■ **TASK BRIEF**
In the entries below, count each line holding the word "chipped". Answer with the total alone.

(Saved entries)
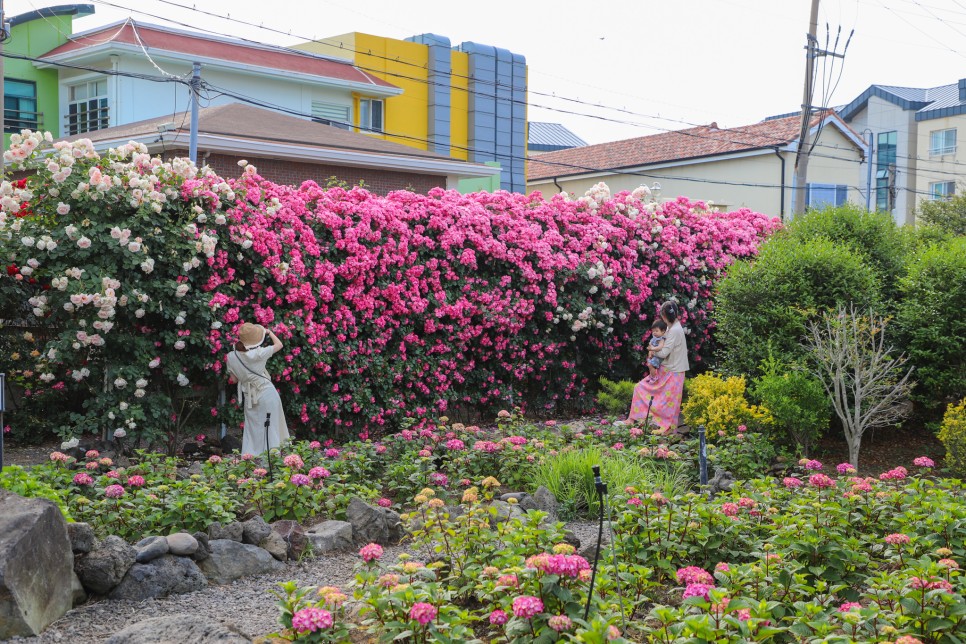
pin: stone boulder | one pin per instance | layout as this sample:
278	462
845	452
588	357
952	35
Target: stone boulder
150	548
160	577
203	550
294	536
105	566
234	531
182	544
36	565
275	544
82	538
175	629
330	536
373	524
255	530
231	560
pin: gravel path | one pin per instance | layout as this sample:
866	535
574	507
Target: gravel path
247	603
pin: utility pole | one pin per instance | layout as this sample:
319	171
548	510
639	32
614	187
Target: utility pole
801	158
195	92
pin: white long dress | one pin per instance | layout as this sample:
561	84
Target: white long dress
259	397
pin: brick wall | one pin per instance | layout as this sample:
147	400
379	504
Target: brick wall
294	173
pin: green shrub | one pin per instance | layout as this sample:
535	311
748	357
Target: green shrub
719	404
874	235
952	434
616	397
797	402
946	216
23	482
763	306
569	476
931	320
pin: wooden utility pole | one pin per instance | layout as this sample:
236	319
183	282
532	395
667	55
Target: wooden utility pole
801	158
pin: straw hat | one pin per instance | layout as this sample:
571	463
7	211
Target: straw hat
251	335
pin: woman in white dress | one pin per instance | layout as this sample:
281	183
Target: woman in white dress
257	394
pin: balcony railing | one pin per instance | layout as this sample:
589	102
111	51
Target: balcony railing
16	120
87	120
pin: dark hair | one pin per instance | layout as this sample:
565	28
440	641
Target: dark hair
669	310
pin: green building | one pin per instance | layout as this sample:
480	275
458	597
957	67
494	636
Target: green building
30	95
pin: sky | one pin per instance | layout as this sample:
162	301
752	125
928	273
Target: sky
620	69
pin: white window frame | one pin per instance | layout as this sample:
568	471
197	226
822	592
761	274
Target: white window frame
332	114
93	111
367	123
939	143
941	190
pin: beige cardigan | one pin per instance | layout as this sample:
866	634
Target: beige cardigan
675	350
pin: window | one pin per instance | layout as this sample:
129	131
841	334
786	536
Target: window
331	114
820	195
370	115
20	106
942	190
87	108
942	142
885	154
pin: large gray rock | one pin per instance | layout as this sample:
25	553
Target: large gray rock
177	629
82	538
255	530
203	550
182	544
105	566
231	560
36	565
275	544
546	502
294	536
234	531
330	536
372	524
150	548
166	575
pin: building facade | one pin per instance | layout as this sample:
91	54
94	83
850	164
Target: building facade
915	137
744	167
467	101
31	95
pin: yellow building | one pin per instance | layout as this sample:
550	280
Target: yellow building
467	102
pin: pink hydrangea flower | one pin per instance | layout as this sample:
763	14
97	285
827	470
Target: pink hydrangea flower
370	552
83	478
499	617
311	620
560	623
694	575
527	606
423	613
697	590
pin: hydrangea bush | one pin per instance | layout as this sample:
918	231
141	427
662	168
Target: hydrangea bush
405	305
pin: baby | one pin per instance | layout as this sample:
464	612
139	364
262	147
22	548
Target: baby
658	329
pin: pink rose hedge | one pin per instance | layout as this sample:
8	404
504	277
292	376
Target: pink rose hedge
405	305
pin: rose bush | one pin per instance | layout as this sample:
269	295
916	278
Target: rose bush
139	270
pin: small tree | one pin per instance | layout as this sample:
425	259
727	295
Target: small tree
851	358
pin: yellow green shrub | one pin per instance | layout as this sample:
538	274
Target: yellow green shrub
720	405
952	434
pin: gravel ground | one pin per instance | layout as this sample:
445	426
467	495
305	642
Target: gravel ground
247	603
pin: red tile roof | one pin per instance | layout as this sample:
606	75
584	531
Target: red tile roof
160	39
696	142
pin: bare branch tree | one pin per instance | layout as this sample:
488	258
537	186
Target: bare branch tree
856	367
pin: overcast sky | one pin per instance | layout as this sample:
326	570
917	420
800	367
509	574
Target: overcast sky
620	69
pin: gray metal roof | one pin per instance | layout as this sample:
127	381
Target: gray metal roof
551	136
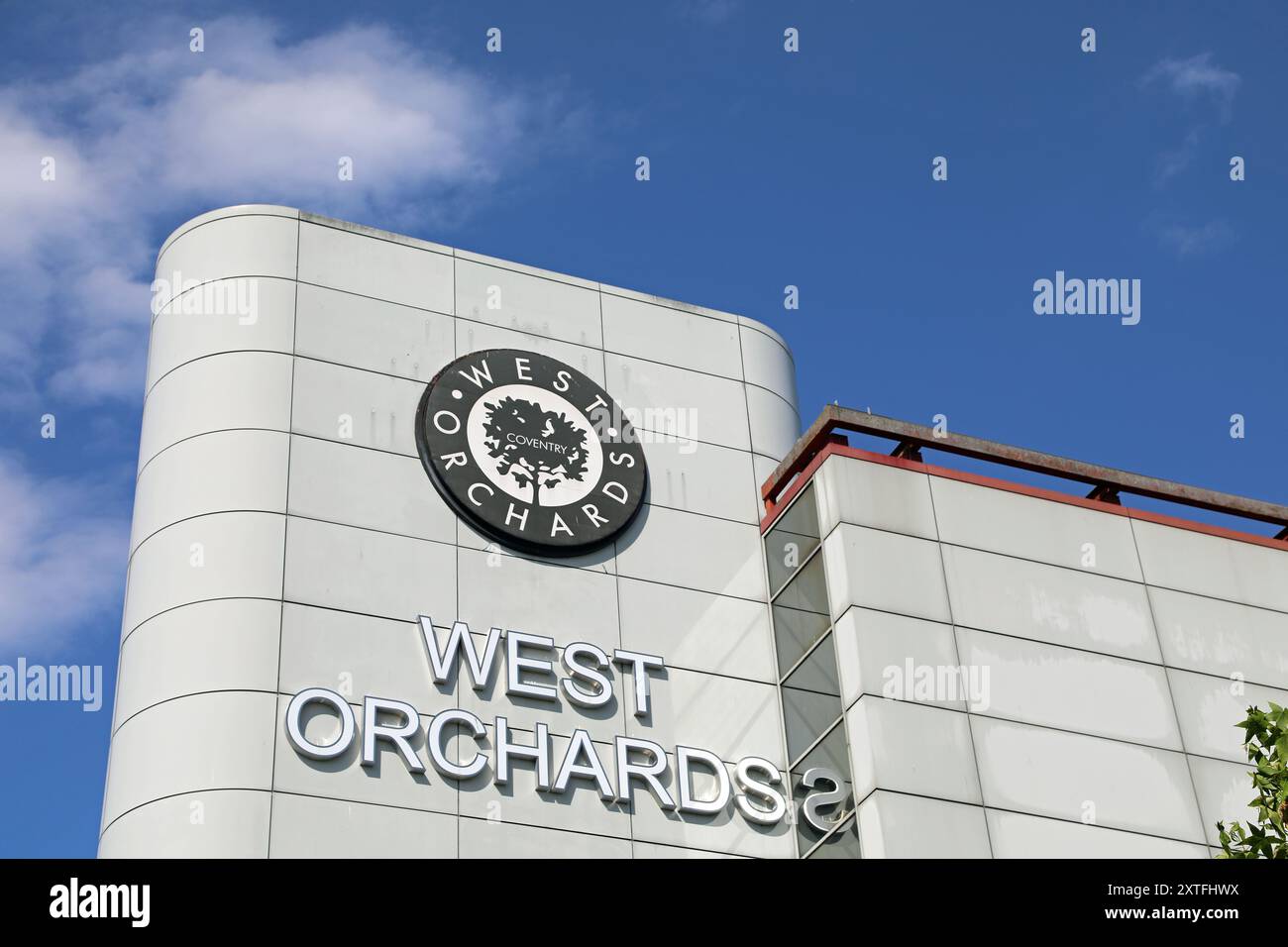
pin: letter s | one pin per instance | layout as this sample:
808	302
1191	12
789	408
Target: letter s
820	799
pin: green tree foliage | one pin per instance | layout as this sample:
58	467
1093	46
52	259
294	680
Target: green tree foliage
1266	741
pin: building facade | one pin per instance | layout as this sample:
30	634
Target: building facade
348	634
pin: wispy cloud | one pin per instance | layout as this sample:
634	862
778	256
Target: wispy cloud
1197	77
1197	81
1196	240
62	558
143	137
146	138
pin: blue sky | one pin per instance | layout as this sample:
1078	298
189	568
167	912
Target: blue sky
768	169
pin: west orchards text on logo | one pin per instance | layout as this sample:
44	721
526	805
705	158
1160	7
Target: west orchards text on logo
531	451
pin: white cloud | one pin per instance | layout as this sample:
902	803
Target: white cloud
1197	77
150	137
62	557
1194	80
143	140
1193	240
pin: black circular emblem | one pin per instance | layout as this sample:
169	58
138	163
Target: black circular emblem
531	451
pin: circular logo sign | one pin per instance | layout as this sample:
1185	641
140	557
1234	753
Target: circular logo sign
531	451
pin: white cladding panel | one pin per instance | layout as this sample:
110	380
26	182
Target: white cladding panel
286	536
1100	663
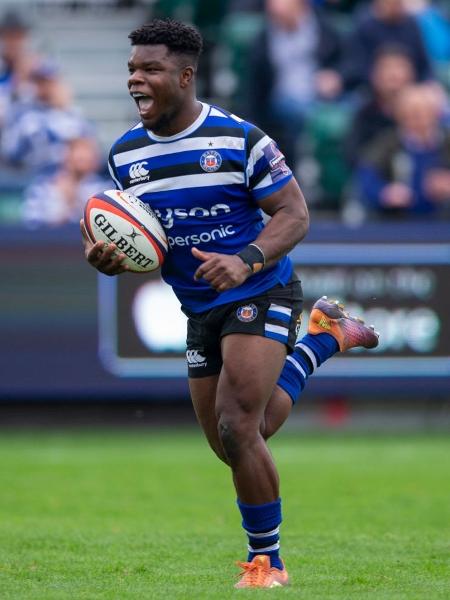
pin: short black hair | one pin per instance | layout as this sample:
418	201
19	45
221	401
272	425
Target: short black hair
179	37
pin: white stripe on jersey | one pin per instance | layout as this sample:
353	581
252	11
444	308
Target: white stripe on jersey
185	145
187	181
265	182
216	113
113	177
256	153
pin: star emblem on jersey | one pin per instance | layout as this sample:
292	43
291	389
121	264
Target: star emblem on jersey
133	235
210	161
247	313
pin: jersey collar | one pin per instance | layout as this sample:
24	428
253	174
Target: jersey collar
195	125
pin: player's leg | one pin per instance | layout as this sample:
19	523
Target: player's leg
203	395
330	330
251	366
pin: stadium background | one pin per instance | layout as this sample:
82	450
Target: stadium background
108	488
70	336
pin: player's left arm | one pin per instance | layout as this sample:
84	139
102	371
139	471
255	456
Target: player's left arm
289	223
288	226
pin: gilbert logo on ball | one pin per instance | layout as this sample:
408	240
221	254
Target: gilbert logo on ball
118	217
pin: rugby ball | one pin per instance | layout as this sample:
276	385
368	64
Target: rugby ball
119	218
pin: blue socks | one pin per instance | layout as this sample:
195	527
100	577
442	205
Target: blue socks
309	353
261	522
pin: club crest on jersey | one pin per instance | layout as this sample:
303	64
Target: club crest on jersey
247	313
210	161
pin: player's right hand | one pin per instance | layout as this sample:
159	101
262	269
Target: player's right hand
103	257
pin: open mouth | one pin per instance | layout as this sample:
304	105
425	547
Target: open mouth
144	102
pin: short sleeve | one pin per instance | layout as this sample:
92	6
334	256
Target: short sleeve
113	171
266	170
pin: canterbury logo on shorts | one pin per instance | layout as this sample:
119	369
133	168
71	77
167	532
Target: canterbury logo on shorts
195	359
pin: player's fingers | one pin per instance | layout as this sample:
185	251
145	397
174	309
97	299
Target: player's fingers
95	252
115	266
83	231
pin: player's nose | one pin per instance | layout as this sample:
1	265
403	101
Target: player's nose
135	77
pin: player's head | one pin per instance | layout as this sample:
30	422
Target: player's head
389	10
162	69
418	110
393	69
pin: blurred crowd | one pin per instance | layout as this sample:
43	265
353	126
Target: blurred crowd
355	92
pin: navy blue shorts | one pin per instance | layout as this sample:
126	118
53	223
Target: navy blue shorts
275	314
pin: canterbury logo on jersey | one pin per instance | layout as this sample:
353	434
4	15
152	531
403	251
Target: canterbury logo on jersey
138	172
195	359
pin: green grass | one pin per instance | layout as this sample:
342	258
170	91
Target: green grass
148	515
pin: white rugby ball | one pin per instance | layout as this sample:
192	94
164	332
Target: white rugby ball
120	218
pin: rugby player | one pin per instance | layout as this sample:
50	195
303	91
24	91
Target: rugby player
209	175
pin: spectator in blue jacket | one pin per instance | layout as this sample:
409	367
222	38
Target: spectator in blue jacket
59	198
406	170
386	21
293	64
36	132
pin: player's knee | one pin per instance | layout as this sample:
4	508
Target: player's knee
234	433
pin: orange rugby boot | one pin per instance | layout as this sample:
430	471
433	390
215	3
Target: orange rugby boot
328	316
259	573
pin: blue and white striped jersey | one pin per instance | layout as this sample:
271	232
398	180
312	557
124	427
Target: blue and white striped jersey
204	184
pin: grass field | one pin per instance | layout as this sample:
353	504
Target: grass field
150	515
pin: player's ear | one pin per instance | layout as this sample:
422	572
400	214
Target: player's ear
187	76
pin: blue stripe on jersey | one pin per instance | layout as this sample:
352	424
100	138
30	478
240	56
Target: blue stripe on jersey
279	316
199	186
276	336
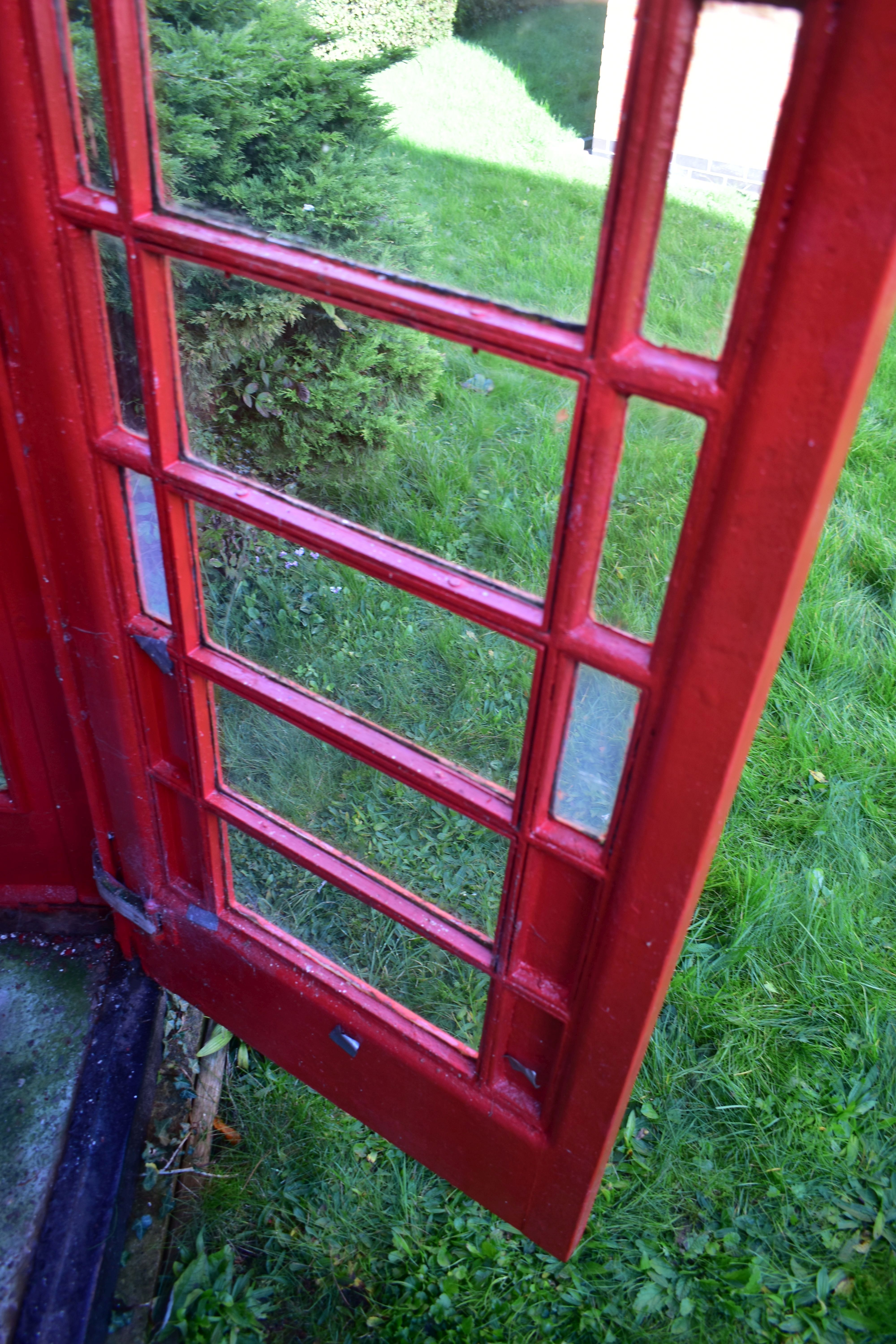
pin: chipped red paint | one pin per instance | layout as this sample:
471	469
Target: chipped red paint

■ **RESPONSE BELOW**
2